### ИЗБРАННЫЙ ФРАГМЕНТ
^^^^^^^^^^^^^^^^
Этот перечень, кончающийся знаменитыми строчками: «Парторг, буран, прорыв, аврал, министр в цехах и общий бал» — мгновенно влетает в литературный обиход. В поэме вообще много сильных и ярких мест, но это — сатирический азлет. Характерно, что такой выброс поэтической энергии вызван у Твардовского яростью по отношению к коллегам, заполнявшим лоно социалистического реализма верноподданными поделками. Литература — прямое продолжение политики.
В 1955 году я, студент-филолог Московского университета, увидел в перерыве между лекциями у однокашника тайком приоткрытый список: «Теркин на том свете». Я впился: дай! И получил — до следующего перерыва. Что говорил лектор, я уже не слышал — укрывшись за спинкой скамьи (дело происходило в Коммунистической аудитории, взлетавшей крутым амфитеатром) я на колене немеющей рукой перекатал себе — сколько успел. Надеюсь, мое тогдашнее пьянящее воодушевление хорошо дополняет нынешнюю холодноватую трезвость по отношению к поэме.
Использую определения, которые давали стиху Ольги Берггольц Г.Макогоненко, А.Павловский, П.Антокольский.
^^^^^^^^^^^^^^^^
### ПОСТАНОВКА ЗАДАЧИ
Ответьте по фрагменту на три вопроса:
1. Какими строчками кончается перечень, о котором говорится в начале фрагмента?
2. В каком году во фрагменте упомянут список «Теркин на том свете», увиденный у однокашника?
3. Чьи определения стиху Ольги Берггольц использует пишущий?

### ВЫДЕРЖКИ ИЗ ЗАПИСЕЙ
^^^^^^^^^^^^^^^^
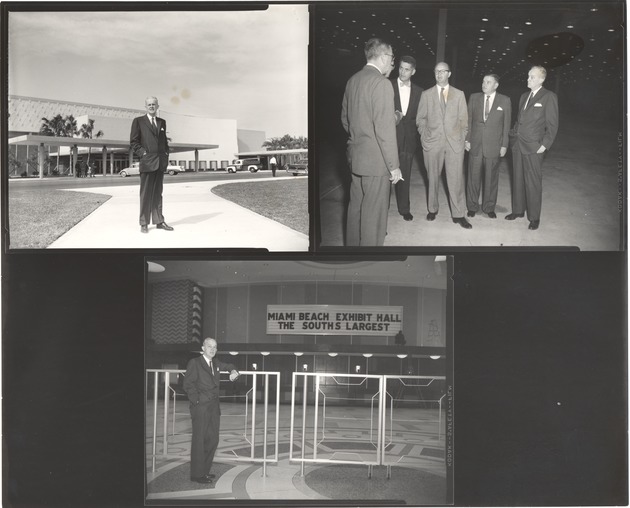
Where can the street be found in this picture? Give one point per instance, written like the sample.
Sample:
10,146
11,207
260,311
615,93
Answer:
69,182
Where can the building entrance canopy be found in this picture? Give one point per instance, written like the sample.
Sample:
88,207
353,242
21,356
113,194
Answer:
^^^^^^^^^^^^^^^^
### РЕШЁННАЯ ЗАДАЧА
1. «Парторг, буран, прорыв, аврал, министр в цехах и общий бал».
2. В 1955 году.
3. Г.Макогоненко, А.Павловского, П.Антокольского.